**DO THIS:**
Write out every line of the point placement records below, word for word and without changes.

(Point placement records)
§

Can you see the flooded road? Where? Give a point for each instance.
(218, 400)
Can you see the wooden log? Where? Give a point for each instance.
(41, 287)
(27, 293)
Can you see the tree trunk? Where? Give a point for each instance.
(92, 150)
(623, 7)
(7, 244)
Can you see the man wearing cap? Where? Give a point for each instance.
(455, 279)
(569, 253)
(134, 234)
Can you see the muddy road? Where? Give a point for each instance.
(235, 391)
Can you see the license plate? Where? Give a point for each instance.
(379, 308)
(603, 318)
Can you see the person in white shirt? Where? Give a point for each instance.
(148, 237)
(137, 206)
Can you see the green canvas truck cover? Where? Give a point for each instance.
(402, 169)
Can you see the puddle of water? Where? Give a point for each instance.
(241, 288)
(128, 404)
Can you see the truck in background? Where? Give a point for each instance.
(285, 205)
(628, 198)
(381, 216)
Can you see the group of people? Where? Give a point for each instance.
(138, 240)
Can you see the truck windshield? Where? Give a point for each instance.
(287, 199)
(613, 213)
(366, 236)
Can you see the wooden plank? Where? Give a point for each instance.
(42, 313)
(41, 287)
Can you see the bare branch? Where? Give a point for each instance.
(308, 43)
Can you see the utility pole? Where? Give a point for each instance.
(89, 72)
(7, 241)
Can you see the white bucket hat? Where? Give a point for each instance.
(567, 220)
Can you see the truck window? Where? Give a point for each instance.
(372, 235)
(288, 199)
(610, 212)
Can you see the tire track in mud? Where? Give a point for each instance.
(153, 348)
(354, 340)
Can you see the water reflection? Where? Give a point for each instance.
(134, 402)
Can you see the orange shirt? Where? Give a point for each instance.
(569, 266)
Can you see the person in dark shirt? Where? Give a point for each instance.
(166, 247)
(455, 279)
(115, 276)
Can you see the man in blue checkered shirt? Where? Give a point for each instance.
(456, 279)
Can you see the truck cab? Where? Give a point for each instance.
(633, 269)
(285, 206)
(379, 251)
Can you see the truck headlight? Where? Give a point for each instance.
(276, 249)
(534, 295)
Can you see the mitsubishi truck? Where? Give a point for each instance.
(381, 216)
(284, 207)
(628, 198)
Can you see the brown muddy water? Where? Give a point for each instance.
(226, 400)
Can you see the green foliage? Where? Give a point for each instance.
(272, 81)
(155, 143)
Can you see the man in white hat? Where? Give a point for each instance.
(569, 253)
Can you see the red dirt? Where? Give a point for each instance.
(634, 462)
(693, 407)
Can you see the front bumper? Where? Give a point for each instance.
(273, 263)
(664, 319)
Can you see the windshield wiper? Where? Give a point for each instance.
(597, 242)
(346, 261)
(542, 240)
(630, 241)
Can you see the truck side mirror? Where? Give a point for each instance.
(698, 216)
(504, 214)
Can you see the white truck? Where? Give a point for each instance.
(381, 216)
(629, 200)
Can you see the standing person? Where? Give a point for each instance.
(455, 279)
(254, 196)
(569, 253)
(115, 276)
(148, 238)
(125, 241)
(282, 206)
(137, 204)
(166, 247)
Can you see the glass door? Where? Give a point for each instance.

§

**TASK SOLUTION:**
Can you see the flooded road? Where? Give a point for each instance.
(218, 400)
Can you see the wooden log? Where? Give a point for each instance.
(41, 287)
(27, 293)
Can you see the tree trunk? Where? Give a point for each instance.
(92, 150)
(623, 7)
(7, 244)
Can you see the man wearing cap? Where? Give a point for each instance.
(455, 279)
(569, 253)
(134, 234)
Can you see the muddy road? Where? Give a point for each instance.
(235, 391)
Can you see the license plate? Where? Give a point for each instance.
(379, 308)
(603, 318)
Can you see the person in white shirt? Where? Give a point for each instance.
(148, 237)
(137, 206)
Can you see the green canvas truck cover? Where? Give a point for each instance.
(402, 169)
Can you see the puddle of water? Where? Give a point for each instance.
(241, 288)
(128, 404)
Can you see the truck in background? Where? Give a point for each instance.
(285, 205)
(628, 198)
(381, 216)
Can you see the group of people? Where? Give a point for each instance.
(138, 240)
Can you see the truck windshield? Where? Give a point for each instance.
(287, 199)
(613, 213)
(366, 236)
Can you see the wooden plank? Where? Give a point for each instance.
(42, 313)
(41, 287)
Can you see the bare branch? Where? Give a point for each instance.
(308, 43)
Can you see the utility pole? Where? Give a point for each instance.
(89, 72)
(7, 241)
Can you see the white bucket hat? Where? Give a point for each instance.
(567, 220)
Can you see the truck window? Where? Give a point for each instance.
(372, 235)
(288, 199)
(610, 212)
Can you see the tire track in mud? Where? Give a point for each instance.
(153, 348)
(354, 340)
Can you see the water reflection? Where? Give a point for each instance.
(134, 402)
Can you see the orange shirt? Where? Give a point for each instance.
(569, 266)
Can you see the person in dark shirt? Where? Give a point for each instance.
(166, 247)
(455, 279)
(115, 276)
Can you see the man in blue checkered shirt? Where? Give a point for each instance.
(456, 279)
Can you see the truck cab? Where? Give a point for each instance.
(633, 269)
(285, 206)
(379, 251)
Can you see the truck headlight? Where? Give a point for each instance.
(276, 249)
(534, 295)
Can you see the mitsubishi truck? Where? Give a point for each instance.
(381, 216)
(284, 207)
(628, 198)
Can you see the brown muddy water? Where? Give a point for each instance.
(226, 400)
Can you see the green foliage? Where? Give a point for each instance.
(272, 81)
(155, 143)
Can you see the man in white hat? Where? Give a point for each instance.
(569, 253)
Can you see the red dirt? Where? Give a point for each instance.
(634, 462)
(693, 407)
Can you see the front bumper? Where? Give a point for each instance.
(273, 263)
(664, 319)
Can you see the windshield wiper? Where? Give a point for each instance.
(597, 242)
(346, 261)
(542, 240)
(630, 241)
Can you see the truck side mirror? Where? Give a point for each instance.
(698, 216)
(504, 214)
Can you see the white truck? Where? Give a point for each instance.
(381, 216)
(629, 200)
Can you see the standing person? Where? Give a point for each instance.
(455, 279)
(254, 196)
(569, 253)
(115, 276)
(148, 238)
(125, 241)
(282, 206)
(137, 204)
(166, 247)
Can you see the glass door? Where? Give a point for each instance.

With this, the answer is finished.